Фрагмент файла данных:
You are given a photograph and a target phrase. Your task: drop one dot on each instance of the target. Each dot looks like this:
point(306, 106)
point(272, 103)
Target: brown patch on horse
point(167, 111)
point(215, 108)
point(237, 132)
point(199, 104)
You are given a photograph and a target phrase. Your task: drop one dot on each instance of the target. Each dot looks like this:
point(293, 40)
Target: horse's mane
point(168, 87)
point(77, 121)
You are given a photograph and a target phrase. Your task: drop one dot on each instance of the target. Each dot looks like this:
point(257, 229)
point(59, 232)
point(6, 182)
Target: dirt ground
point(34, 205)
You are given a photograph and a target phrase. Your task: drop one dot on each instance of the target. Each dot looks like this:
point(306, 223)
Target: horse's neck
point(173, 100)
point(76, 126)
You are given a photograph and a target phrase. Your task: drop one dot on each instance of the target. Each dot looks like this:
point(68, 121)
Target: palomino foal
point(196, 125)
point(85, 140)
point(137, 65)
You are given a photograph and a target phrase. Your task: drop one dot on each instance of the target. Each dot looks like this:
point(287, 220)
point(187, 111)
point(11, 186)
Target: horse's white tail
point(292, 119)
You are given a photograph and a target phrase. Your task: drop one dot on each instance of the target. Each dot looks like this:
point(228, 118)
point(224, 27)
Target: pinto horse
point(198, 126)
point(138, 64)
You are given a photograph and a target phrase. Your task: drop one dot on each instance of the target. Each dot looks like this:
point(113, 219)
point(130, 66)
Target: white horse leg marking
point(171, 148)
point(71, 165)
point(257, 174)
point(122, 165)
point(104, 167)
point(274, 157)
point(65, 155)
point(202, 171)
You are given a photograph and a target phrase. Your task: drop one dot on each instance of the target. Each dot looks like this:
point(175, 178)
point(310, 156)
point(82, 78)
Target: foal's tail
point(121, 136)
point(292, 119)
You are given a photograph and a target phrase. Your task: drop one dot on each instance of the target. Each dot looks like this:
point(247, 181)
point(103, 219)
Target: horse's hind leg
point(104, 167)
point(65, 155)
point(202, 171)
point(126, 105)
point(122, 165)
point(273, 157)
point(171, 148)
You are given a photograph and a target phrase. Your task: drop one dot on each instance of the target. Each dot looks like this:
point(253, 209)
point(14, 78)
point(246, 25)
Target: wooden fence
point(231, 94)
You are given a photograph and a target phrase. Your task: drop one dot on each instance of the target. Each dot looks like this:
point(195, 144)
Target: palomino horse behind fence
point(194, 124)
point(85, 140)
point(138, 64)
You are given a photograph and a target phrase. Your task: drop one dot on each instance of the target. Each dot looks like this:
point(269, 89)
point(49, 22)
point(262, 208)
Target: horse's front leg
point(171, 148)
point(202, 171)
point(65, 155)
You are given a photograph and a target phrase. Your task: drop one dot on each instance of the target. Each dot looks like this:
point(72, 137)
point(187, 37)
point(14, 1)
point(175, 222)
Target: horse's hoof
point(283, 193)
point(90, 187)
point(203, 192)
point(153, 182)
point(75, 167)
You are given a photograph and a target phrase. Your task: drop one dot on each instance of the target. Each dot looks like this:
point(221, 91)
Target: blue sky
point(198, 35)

* * *

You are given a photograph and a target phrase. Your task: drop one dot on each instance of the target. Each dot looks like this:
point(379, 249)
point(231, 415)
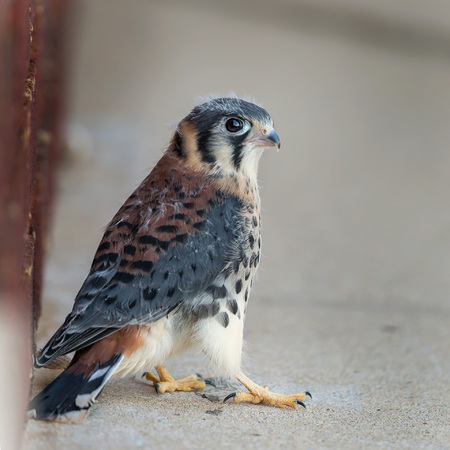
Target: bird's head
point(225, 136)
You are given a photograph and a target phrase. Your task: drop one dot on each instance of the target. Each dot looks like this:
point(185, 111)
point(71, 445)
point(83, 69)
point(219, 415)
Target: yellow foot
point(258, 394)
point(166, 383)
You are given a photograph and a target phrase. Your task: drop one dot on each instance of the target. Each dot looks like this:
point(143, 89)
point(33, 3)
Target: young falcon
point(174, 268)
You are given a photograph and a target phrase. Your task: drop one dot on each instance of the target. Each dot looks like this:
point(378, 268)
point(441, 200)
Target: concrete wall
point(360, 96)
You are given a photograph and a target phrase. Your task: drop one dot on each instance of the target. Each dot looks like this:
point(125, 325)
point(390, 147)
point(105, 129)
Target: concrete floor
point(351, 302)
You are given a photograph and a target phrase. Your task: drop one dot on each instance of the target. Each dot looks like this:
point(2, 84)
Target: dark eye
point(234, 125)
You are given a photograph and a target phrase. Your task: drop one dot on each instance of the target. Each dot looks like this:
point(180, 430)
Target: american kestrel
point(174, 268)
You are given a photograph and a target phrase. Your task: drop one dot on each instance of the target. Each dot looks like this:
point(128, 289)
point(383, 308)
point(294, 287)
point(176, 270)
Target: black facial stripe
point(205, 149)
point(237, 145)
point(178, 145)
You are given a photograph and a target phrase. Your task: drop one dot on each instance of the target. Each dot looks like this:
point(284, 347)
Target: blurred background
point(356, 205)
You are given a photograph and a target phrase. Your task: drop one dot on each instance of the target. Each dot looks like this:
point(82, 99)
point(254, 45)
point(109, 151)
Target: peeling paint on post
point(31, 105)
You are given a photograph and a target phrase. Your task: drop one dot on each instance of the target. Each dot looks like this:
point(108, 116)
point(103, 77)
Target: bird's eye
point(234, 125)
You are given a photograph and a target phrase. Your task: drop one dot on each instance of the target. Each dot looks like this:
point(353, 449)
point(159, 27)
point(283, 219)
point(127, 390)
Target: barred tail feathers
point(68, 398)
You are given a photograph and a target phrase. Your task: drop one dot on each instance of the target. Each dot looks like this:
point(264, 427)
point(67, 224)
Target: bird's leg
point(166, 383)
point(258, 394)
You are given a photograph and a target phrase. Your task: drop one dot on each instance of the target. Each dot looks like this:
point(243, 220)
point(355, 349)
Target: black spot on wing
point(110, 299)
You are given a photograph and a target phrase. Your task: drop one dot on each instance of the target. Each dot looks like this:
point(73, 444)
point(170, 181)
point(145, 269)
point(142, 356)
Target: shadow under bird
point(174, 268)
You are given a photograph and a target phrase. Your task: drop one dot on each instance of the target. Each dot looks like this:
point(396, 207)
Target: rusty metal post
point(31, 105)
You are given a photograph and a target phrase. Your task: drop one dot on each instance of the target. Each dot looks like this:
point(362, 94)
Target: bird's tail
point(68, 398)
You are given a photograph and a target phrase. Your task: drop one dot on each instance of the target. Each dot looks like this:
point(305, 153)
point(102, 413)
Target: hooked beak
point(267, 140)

--

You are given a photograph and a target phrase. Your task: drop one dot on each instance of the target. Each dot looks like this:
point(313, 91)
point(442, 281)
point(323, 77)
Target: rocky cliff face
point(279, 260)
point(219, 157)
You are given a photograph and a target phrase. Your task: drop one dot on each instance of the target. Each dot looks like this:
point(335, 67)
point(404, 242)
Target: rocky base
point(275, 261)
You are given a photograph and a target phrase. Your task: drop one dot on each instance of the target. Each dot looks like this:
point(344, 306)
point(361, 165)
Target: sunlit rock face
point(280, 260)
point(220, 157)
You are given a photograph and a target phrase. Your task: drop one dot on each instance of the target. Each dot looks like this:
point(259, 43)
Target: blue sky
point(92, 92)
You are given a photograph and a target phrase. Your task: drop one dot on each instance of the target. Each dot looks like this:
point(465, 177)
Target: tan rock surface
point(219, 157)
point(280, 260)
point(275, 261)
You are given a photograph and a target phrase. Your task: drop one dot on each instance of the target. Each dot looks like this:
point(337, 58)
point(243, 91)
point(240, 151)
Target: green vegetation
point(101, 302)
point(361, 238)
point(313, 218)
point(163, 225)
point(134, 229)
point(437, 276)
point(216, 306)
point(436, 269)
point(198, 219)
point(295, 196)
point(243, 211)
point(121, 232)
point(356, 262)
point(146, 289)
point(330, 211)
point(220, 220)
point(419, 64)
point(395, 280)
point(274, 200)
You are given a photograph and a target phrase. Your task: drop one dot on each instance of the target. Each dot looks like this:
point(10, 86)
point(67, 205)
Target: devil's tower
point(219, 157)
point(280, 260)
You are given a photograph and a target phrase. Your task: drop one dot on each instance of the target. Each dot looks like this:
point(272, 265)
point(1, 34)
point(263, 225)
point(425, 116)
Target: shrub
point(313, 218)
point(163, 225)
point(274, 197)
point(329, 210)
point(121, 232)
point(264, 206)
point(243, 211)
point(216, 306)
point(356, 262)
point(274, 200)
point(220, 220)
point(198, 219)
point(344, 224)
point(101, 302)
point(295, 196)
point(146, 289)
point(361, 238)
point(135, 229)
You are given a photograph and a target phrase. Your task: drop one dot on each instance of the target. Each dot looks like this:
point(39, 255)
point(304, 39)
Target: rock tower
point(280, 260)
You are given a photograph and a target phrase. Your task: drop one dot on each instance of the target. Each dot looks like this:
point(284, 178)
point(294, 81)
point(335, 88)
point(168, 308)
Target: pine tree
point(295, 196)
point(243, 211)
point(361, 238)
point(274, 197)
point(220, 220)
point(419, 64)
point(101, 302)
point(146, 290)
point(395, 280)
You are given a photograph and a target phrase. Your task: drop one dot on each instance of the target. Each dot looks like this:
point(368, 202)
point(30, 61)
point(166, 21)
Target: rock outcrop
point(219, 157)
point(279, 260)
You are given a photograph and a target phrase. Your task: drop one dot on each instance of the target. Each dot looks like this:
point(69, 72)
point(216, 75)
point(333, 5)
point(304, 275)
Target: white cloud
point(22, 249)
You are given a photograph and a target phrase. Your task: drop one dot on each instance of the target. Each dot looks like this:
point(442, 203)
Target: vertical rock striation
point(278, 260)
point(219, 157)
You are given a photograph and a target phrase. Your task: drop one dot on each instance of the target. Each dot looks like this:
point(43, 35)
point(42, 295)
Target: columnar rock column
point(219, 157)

Письменное задание: Выпишите из записей выше все строки, где встречается слово «post».

Решение задачи:
Target: peeling paint on post
Target: rusty metal post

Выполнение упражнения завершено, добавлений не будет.